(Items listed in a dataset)
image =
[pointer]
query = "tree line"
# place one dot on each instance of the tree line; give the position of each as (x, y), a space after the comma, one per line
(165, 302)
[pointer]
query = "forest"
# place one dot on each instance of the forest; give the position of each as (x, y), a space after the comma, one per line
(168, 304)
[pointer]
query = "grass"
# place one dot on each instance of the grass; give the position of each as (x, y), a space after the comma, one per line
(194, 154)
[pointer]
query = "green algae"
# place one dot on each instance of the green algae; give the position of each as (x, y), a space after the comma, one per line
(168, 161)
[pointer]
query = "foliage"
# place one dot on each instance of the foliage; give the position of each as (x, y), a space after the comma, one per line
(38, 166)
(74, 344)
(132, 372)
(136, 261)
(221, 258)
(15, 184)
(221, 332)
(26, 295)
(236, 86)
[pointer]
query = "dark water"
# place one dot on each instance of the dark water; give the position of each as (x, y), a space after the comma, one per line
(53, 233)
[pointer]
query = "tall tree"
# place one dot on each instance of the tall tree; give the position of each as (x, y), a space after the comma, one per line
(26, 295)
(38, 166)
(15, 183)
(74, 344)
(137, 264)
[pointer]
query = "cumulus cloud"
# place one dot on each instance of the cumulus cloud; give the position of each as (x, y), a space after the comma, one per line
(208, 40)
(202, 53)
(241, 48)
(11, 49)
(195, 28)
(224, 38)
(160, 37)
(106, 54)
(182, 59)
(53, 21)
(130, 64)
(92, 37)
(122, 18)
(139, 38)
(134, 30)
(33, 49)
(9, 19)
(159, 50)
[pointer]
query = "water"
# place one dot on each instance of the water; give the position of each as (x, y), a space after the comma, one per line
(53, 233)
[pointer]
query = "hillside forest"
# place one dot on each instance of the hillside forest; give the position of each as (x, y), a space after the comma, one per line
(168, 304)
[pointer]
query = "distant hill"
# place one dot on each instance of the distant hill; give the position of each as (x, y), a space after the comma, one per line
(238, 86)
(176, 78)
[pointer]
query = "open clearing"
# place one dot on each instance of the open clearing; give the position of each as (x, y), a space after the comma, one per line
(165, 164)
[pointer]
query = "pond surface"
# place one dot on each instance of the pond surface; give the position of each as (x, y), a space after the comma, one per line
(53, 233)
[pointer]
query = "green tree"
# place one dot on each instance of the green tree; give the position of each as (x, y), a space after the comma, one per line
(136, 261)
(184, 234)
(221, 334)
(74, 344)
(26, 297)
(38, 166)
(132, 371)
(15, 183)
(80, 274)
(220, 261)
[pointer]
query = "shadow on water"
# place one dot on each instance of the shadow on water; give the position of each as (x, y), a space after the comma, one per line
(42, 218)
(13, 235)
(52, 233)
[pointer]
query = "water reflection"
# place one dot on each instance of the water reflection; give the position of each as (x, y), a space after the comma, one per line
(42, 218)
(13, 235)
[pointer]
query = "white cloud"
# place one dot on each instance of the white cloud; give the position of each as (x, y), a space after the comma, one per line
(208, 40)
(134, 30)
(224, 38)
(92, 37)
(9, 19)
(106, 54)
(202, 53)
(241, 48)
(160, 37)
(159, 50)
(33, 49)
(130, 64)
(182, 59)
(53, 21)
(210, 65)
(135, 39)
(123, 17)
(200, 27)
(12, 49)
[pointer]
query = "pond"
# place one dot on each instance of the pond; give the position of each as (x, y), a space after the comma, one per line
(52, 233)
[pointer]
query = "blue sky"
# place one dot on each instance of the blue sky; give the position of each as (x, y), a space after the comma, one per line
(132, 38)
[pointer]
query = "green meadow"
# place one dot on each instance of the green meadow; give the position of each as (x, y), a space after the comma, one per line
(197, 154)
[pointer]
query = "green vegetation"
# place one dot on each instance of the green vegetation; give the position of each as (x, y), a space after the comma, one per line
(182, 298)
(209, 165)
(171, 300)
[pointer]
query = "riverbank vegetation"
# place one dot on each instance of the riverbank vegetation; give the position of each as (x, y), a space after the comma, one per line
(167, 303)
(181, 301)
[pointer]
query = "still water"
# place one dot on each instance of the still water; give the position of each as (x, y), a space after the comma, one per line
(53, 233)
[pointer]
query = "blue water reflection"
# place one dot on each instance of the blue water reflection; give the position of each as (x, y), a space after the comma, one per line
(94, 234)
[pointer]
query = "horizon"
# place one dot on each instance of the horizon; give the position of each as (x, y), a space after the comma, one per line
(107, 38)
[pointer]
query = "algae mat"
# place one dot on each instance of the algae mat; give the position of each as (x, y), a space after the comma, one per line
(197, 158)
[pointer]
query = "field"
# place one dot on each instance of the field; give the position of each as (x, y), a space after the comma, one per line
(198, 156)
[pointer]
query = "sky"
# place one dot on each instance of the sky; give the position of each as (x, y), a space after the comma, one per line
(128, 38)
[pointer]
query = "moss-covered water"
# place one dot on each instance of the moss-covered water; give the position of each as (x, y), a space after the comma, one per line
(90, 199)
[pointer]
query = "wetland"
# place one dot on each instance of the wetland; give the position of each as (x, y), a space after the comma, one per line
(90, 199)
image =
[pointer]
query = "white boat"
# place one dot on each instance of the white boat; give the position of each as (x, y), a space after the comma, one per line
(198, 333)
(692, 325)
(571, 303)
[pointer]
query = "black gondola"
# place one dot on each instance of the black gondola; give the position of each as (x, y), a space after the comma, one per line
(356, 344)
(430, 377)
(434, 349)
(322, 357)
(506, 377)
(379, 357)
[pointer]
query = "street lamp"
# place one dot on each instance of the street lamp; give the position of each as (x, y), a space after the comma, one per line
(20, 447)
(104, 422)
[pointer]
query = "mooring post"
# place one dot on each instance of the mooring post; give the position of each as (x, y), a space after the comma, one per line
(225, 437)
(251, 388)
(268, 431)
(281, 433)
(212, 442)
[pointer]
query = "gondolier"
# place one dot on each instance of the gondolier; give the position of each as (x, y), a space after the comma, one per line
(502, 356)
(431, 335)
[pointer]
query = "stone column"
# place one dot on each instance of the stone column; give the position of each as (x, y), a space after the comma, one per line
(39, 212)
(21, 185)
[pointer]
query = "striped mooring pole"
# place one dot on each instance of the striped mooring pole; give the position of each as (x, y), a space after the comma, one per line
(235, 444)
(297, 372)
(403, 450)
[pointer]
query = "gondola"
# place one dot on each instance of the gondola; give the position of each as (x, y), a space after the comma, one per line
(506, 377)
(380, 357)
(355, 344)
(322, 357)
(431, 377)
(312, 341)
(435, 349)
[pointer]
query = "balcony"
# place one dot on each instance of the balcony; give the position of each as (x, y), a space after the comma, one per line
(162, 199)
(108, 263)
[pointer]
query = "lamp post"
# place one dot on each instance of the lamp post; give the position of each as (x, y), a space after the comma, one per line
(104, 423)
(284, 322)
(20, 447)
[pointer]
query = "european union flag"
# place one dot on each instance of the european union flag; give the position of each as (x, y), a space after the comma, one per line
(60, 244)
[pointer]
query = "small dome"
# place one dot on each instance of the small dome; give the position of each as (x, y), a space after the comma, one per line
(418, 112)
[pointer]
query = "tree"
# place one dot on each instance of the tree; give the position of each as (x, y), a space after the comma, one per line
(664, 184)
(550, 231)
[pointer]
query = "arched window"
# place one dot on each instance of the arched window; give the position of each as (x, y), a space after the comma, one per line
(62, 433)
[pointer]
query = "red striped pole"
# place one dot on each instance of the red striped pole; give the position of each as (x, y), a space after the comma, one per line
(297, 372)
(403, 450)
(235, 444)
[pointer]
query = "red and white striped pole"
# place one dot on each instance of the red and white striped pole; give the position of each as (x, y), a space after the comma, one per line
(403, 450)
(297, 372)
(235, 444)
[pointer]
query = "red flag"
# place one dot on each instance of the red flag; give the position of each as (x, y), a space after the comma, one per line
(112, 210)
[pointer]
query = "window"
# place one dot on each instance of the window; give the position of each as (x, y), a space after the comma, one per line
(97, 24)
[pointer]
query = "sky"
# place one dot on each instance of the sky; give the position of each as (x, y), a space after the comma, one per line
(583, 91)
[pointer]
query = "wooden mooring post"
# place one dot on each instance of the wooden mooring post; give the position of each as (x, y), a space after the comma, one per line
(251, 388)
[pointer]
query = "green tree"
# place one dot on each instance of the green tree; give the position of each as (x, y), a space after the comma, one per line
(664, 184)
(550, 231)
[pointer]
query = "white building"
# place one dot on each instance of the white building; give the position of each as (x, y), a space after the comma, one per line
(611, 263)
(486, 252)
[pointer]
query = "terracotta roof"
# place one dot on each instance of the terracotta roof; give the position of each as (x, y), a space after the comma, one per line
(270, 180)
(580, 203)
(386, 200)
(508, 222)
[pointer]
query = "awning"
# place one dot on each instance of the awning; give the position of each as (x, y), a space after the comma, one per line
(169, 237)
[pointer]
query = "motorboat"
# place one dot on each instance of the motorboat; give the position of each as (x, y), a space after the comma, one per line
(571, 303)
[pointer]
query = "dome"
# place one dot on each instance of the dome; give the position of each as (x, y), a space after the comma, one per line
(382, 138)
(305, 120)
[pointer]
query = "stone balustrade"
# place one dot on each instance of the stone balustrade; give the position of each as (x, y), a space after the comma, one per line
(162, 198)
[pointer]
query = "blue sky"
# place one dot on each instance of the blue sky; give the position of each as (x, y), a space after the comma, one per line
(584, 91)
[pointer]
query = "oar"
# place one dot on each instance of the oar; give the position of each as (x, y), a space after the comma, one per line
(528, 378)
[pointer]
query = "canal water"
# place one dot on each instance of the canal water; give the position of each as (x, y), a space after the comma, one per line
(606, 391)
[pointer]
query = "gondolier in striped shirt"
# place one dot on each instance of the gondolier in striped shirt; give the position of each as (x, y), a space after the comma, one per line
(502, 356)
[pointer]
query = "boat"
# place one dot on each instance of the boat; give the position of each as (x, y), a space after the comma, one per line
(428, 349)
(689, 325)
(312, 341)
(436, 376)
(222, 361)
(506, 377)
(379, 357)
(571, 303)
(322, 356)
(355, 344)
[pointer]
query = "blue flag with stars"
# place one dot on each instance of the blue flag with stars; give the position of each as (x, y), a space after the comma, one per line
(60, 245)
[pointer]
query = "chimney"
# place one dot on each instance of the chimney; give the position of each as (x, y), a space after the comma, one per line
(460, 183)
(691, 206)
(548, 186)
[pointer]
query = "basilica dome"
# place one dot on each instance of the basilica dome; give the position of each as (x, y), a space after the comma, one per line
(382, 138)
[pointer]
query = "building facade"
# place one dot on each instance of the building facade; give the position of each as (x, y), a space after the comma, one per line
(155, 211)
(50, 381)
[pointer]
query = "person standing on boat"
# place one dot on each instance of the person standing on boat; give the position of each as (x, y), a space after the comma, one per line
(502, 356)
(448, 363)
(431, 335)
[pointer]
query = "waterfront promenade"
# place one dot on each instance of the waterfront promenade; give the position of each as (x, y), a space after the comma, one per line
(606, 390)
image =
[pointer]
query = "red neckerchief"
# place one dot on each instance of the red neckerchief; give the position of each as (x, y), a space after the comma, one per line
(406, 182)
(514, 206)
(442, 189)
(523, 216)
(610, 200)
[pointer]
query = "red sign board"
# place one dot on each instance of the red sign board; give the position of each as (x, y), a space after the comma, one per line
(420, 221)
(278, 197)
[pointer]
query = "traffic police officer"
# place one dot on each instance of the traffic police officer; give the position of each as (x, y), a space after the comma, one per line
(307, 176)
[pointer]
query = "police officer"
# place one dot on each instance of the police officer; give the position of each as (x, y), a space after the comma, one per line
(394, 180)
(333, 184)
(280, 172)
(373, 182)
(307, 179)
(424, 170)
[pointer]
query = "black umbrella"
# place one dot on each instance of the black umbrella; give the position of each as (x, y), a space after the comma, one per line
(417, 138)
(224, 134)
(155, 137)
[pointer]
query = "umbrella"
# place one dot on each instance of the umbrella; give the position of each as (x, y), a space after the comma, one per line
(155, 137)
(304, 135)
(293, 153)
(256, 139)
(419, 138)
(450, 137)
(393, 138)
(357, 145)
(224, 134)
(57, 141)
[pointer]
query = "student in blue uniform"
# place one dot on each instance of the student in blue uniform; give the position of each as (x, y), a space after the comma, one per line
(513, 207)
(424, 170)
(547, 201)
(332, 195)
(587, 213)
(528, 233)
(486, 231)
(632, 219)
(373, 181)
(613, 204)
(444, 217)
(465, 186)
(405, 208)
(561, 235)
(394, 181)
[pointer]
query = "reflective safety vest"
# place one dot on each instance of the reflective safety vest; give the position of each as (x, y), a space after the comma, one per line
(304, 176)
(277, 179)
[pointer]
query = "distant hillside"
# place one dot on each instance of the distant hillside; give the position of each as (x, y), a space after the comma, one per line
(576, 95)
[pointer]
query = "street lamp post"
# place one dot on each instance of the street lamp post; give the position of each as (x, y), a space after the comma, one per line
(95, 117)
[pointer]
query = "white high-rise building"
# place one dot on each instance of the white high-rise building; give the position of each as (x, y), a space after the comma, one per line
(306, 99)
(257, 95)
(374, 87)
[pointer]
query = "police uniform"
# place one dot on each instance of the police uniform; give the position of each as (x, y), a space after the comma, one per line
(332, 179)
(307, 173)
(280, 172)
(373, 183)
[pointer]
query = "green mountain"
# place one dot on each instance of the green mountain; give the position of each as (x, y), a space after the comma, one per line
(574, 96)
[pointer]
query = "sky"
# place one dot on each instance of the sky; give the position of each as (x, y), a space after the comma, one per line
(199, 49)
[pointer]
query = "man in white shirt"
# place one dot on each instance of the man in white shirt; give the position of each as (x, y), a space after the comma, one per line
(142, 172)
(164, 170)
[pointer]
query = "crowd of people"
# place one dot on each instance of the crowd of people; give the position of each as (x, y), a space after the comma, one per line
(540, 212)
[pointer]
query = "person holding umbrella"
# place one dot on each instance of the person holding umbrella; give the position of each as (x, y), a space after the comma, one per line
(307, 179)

- THE TASK
Count the lines in the data above that contain the word "neckerchief", and state only that number.

- COMPLETE ANSWER
2